→ **RECORDS PROVIDED**:
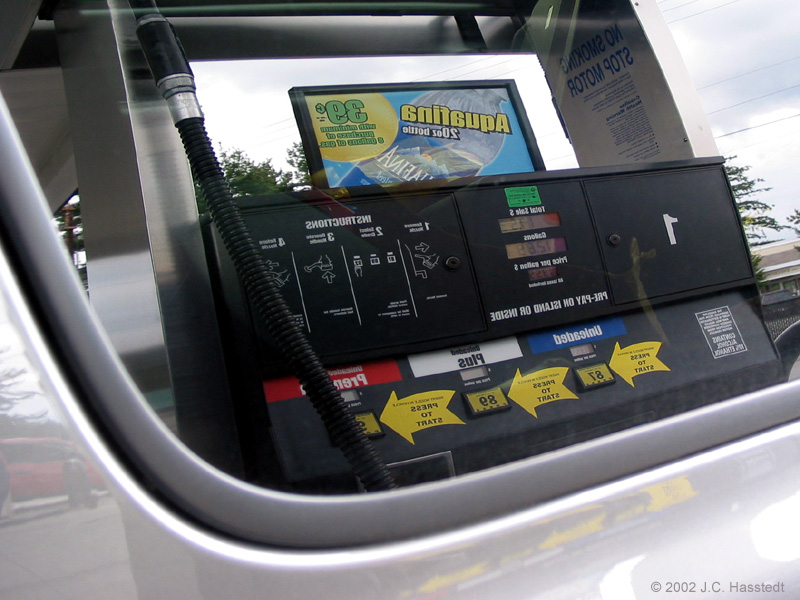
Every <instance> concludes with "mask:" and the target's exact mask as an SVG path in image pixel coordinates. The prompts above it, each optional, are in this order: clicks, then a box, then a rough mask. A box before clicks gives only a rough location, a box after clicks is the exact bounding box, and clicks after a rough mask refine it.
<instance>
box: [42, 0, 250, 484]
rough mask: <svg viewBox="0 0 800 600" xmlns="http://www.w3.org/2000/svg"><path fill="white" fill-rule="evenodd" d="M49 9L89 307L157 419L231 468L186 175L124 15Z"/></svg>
mask: <svg viewBox="0 0 800 600" xmlns="http://www.w3.org/2000/svg"><path fill="white" fill-rule="evenodd" d="M54 18H55V22H56V27H57V31H58V42H59V50H60V55H61V60H62V64H63V70H64V81H65V86H66V91H67V101H68V105H69V109H70V110H69V112H70V126H71V129H72V137H73V143H74V147H75V158H76V165H77V171H78V182H79V190H80V196H81V210H82V216H83V223H84V227H85V232H86V233H85V245H86V252H87V257H88V269H87V270H88V277H89V294H90V298H91V301H92V304H93V306H94V307H95V309H96V311H97V313H98V314H99V316H100V319H101V320H102V322H103V325H104V326H105V328H106V330H107V331H108V335H109V337H110V338H111V340H112V342H113V344H114V347H115V348H116V350H117V351H118V352H119V354H120V356H121V357H122V360H123V362H124V363H125V366H126V367H127V369H128V370H129V372H130V373H131V376H132V377H133V379H134V381H136V383H137V385H138V386H139V388H140V389H141V390H142V392H143V393H144V394H145V396H146V397H148V399H149V401H150V402H151V404H152V405H153V406H154V407H155V408H156V409H157V410H158V411H159V412H160V413H161V414H162V416H163V417H164V419H165V421H167V422H170V421H171V420H173V419H175V417H176V416H177V428H178V430H179V434H180V435H181V437H182V439H183V440H184V441H185V442H186V443H187V445H188V446H189V447H190V448H192V449H193V450H194V451H195V452H197V453H198V454H199V455H200V456H203V457H204V458H205V459H206V460H208V461H210V462H211V463H212V464H215V465H217V466H220V467H221V468H223V469H224V470H228V471H232V472H236V471H237V469H238V455H237V452H236V450H235V449H236V447H237V445H236V443H235V442H234V436H235V434H234V428H233V424H232V420H231V418H230V415H229V413H228V412H227V409H228V408H229V407H230V402H229V399H228V393H227V383H226V380H225V374H224V370H223V361H222V355H221V351H220V346H219V340H218V331H217V328H216V323H215V322H214V319H209V315H213V314H214V307H213V301H212V296H211V289H210V283H209V279H208V271H207V267H206V265H205V258H204V254H203V245H202V240H201V232H200V228H199V224H198V216H197V208H196V204H195V198H194V190H193V184H192V180H191V177H190V175H189V168H188V165H187V163H186V159H185V157H184V152H183V149H182V147H181V145H180V140H179V138H178V135H177V132H176V131H175V128H174V126H173V124H172V122H171V118H170V115H169V110H168V108H167V105H166V103H165V102H164V100H163V99H162V98H161V96H160V94H159V93H158V90H157V88H156V86H155V85H154V84H153V81H152V78H151V76H150V74H149V70H148V69H147V67H146V64H145V62H144V58H143V56H142V55H141V52H140V50H139V46H138V41H137V40H136V37H135V33H134V25H135V21H134V19H133V15H132V13H131V12H130V10H129V8H128V7H127V3H126V2H111V3H109V5H106V3H105V2H81V3H79V4H77V5H75V6H71V7H70V6H67V7H64V8H59V9H58V10H56V12H55V14H54ZM176 407H177V410H176Z"/></svg>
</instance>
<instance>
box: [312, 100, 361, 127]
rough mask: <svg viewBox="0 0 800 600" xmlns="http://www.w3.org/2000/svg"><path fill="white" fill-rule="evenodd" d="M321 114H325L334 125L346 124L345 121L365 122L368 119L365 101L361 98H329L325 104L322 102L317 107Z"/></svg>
mask: <svg viewBox="0 0 800 600" xmlns="http://www.w3.org/2000/svg"><path fill="white" fill-rule="evenodd" d="M314 108H315V109H316V111H317V112H318V113H319V114H323V113H324V114H325V115H327V117H328V120H329V121H330V122H331V123H333V124H334V125H344V124H345V123H348V122H350V123H364V122H366V120H367V113H365V112H364V111H363V110H361V109H363V108H364V103H363V102H362V101H361V100H358V99H353V100H345V101H344V102H342V101H341V100H329V101H328V102H326V103H325V104H322V102H320V103H319V104H317V105H316V106H315V107H314Z"/></svg>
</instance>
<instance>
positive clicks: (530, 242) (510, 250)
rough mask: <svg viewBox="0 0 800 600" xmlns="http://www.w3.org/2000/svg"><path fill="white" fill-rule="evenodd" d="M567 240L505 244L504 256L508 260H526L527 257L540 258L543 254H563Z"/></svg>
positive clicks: (552, 238) (522, 242)
mask: <svg viewBox="0 0 800 600" xmlns="http://www.w3.org/2000/svg"><path fill="white" fill-rule="evenodd" d="M566 249H567V240H566V239H565V238H545V239H543V240H531V241H529V242H521V243H519V244H506V254H508V258H509V259H511V260H514V259H515V258H526V257H529V256H542V255H544V254H555V253H556V252H565V251H566Z"/></svg>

→ **ASSIGNMENT**: Restate word for word the lines running from the first line of the material to the line containing "box: [42, 0, 250, 484]", inclusive, and drop every picture.

→ **RESPONSE AREA**:
Every <instance> concludes with "mask:" and the target's exact mask as an SVG path in image pixel coordinates. The prompts above it, each optional, are in this order: clicks, then a box, then a rough mask. A box before clicks gives only a rough location, a box after clicks is the exact bounding box, and clicks after a rough mask refine it.
<instance>
box: [42, 0, 250, 484]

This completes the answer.